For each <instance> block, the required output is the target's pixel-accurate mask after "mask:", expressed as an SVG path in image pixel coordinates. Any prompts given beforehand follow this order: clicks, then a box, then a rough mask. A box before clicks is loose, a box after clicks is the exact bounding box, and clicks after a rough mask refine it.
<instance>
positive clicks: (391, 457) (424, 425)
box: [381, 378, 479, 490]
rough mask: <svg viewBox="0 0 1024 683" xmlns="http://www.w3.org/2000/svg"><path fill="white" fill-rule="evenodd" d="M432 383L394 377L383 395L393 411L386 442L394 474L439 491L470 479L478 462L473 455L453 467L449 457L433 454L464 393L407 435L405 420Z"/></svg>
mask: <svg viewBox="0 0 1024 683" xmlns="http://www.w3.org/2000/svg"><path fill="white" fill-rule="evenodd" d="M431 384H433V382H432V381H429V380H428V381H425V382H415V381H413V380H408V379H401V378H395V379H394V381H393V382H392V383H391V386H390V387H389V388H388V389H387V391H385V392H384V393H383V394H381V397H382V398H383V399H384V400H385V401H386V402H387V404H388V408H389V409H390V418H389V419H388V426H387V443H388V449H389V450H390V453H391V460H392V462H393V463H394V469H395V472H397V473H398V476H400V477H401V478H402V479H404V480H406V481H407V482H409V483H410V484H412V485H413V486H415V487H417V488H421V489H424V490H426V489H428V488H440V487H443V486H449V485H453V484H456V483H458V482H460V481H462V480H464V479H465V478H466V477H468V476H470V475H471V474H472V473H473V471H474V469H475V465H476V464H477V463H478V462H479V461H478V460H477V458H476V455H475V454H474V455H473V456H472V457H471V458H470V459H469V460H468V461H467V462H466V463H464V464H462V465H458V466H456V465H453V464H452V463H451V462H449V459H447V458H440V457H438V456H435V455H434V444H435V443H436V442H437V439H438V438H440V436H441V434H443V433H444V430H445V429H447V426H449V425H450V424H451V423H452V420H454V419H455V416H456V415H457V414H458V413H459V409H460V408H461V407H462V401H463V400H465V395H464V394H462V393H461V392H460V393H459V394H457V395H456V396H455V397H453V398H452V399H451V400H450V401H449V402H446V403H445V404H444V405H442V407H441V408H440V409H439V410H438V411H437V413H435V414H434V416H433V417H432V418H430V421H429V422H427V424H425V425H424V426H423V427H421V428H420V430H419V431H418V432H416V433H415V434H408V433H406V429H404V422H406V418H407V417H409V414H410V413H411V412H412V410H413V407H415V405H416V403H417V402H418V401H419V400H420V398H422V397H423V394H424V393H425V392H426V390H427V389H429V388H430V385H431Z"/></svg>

====

Task objective
An exact transcription of the lines from the start of the listing through the line bearing "box: [381, 378, 479, 490]" is the whole answer.

Output
For each <instance> block, the required output is the target's pixel-accurate mask after "mask:", expressed as an SVG path in image pixel coordinates. Any prompts given beforehand follow this order: clicks, then a box, then a rough mask. A box before clicks is loose, a box after clicks is the exact bounding box, and clicks after a rough mask refine it.
<instance>
positive clicks: (391, 457) (424, 425)
box: [381, 378, 479, 490]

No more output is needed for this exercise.